| EXCERPT TO READ |
**********
Hey, I can even buy a Polonium-210 coffee mug for 10 bucks!

On to the PayPal checkout counter… done!

Click Here to Visit UnitedNuclear.com.

Now, to be fair, United Nuclear’s owner, physicist Bob Lazar, goes to great lengths on the site to explain why the amounts of Polonium-210 — and other radioactive materials — are not hazardous.

“The amount of Polonium-210, as well as any of the isotopes we sell, is an ‘exempt quantity’ amount,” Lazar’s Web site says. “These quantities of radioactive material are not hazardous – this is why they are permitted by the Nuclear Regulatory Commission (NRC) to be sold to the general public without any sort of license.”

Lazar’s site goes on to say that “all isotopes are made to order at an NRC licensed reactor in Oak Ridge, Tenn.,” and that once the isotope is made, “it is shipped directly to the customer from the reactor to insure the longest possible half-life.”

I wonder if they meant to say “ensure,” instead of “insure?” Again, I digress…

From reactor to my home... I couldn’t ask for better service. But here’s Lazar’s kicker:

“You would need about 15,000 of our Polonium-210 needle sources at a total cost of about $1 million to have a toxic amount.”

He’s right. Polonium-210 is so common, traces of it are found in everything from cigarettes —I hear another class-action lawsuit brewing — to the stuff you use to make sure your pants don’t cling to your socks.

It also makes you wonder that if this dead former KGB spy, Victor Litvinenko, and his wife Marina, and a mysterious Italian nuclear expert named Mario Scaramella all were poisoned by it — Litvinenko fatally — then someone’s spending a lot of money on Polonium-210, or has access to a lot of nuclear materials.

United Nuclear — hey, the U.N. — also says it will only sell and ship within the U.S., but a quick search found a mail forwarding site — mailnetwork.com — willing and able to send FedEx, UPS and just plain mail to addresses all over the world.

I even found this curious exchange on a digitalspy.com bulletin board:

Buy Polonium-210 here:

http://www.unitednuclear.com/isotopes.htm

You will need a US address. Loads of mail forwarding companies offering mail forwarding to UK.

Try here: http://www.mailnetwork.com/

The sample being sold is not a lethal dose, but you could buy several samples and then combine them.

You don't need a licence to possess Polonium-210 in the US, but i am not sure about the legal situation here.
**********
| DATA TO EXAMINE |
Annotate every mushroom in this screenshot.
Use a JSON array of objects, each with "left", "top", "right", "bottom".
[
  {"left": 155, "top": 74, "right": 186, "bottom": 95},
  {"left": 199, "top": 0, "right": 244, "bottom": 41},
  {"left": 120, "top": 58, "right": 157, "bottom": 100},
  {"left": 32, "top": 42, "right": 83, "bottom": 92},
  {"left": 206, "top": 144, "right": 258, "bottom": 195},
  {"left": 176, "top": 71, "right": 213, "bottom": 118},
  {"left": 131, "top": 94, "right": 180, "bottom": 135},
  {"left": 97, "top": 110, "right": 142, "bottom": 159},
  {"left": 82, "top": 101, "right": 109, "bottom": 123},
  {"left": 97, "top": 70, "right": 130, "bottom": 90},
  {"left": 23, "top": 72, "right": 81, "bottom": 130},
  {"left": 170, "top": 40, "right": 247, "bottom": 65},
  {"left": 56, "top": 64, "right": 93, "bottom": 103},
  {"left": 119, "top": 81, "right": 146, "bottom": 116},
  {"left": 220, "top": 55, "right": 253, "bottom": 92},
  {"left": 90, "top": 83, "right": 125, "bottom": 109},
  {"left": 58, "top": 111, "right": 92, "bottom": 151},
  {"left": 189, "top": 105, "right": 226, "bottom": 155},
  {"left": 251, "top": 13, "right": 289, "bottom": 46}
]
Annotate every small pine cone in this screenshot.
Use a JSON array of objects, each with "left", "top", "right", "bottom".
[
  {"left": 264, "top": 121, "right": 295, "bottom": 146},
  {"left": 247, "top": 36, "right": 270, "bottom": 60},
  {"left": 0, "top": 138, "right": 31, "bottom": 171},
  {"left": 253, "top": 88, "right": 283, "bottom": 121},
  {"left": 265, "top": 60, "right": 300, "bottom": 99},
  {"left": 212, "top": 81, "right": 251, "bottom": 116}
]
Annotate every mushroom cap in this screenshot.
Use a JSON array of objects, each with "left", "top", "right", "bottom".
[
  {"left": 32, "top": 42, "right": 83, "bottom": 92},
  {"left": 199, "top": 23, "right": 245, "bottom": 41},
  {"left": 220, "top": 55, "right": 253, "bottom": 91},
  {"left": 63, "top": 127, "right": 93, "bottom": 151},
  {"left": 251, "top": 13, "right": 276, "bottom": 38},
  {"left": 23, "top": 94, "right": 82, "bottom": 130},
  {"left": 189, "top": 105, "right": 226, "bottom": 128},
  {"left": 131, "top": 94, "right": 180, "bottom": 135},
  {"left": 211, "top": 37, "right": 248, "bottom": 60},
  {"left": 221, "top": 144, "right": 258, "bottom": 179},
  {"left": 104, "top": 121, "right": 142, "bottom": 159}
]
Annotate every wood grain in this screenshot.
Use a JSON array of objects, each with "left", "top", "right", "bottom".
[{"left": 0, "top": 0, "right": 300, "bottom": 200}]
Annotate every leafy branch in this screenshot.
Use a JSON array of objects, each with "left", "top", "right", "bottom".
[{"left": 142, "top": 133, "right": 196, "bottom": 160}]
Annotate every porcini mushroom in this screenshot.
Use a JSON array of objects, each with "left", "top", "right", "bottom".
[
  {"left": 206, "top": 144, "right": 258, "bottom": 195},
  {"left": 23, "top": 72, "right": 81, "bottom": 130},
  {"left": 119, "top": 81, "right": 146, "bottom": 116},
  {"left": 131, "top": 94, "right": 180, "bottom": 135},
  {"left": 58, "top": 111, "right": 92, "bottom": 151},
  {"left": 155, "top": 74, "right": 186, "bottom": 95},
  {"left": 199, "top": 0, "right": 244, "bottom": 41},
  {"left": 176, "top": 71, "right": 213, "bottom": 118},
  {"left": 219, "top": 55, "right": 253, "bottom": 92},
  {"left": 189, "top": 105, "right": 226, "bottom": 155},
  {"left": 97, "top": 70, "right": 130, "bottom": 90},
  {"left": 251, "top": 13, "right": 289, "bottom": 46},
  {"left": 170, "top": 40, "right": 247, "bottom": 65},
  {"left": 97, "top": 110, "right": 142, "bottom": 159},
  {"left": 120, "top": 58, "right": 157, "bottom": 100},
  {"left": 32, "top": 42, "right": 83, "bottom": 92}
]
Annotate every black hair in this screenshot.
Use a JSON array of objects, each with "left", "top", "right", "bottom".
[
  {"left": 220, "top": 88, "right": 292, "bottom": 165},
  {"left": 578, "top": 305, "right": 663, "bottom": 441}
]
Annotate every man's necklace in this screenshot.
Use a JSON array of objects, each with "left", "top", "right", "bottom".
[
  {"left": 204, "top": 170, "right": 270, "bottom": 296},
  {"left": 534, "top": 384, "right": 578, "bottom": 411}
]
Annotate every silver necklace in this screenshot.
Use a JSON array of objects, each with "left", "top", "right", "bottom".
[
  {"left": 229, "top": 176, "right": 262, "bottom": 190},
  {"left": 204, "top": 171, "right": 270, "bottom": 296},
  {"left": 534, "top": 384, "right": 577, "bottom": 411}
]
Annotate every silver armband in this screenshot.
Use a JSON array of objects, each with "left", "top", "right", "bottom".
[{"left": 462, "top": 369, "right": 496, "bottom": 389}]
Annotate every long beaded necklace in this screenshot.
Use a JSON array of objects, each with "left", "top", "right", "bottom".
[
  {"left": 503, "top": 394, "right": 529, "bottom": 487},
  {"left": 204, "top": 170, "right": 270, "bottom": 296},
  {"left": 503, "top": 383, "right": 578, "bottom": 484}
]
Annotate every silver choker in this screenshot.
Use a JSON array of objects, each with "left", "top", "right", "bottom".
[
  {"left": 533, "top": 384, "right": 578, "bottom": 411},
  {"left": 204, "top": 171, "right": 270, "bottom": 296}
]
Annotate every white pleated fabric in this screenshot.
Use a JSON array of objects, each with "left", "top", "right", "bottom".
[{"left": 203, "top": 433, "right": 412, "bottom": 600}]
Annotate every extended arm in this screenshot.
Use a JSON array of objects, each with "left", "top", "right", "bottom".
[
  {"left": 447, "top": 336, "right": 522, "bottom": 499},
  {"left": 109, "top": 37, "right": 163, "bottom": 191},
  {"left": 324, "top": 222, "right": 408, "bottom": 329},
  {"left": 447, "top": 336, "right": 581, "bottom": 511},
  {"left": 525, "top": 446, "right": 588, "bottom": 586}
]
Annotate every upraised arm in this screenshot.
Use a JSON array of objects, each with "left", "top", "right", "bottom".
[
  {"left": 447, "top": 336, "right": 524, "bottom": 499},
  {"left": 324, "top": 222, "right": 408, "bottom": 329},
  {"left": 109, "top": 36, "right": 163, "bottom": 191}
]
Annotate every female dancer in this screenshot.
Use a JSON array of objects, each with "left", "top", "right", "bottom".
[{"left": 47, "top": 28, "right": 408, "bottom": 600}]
**********
| WORK REQUEST 1 |
List every person named in the column about buying Polonium-210 online.
| WORK REQUEST 2 |
Write the next few paragraphs of the column about buying Polonium-210 online, picking up after its final sentence.
The records aren't needed for anything here.

| ANSWER SECTION 1 |
Bob Lazar
Victor Litvinenko
Marina (Litvinenko's wife)
Mario Scaramella

| ANSWER SECTION 2 |
More details here: http://www.theregister.co.uk/2006/1...ailable_online/"

Lazar goes on to explain how Amercium-241 “is far more toxic,” and that “there is 10 times more than the ‘exempt quantity’ amount in every smoke detector in your home.”

Thanks Bob!

But, I wasn’t satisfied. I wanted more nukes.

So, back into the site I went, this time looking for some really well-known radioactive souvenirs.

There’s the old standby, Strontium-90, a byproduct of uranium and plutonium fission, and a throwback to the above-ground weapons testing of the 1950s and ‘60s. Just $69.

Oh, they have Thallium-204, the “Poisoner’s Poison!” FANTASTIC! And, just $69.

Hey, Cesium-137! Real nuke fallout, the same kind that made its way into the atmosphere in the Chernobyl accident.

Hey, what’s that I see on Bob’s site?

“Looking for some uranium?”

You bet I am, Bob!

And — click — there it is! Ultra High Radiation Level Ore. I’ve hit the mother lode, so to speak.

“They are ideal for HazMat training… they can be sealed in a Zip-Lock bag!”

I just have to remember not to put the bag in my kid’s lunchbox.

Wow, $200 for these 2-3 inch rocks! My money’s better spent elsewhere.

Lazar also sells anti-radiation pills — potassium iodide — radiation detection equipment, even uranium prospecting vacations.

Now THAT’s fun!

Like looking for other great poisons online.

So, another quick search for “gas chambers” and I find hydrogen cyanide. I mean, if it’s good enough for gas chambers…

Now, search “buy hydrogen cyanide online” and… bingo, agriculture product Web sites.

Who knew? Farmers, I guess.

Seems they use hydrogen cyanide for varmint control.

I can’t get Thallium-24 off my mind, so another search and… I find it no longer is sold as a rodenticide, but there’s a link to eBay, so maybe…

Now, who would name a men’s cologne after a radioactive isotope used for killing rats?

Editor’s note: Upon second thought, Kindel decided to cancel his order for radioactive materials.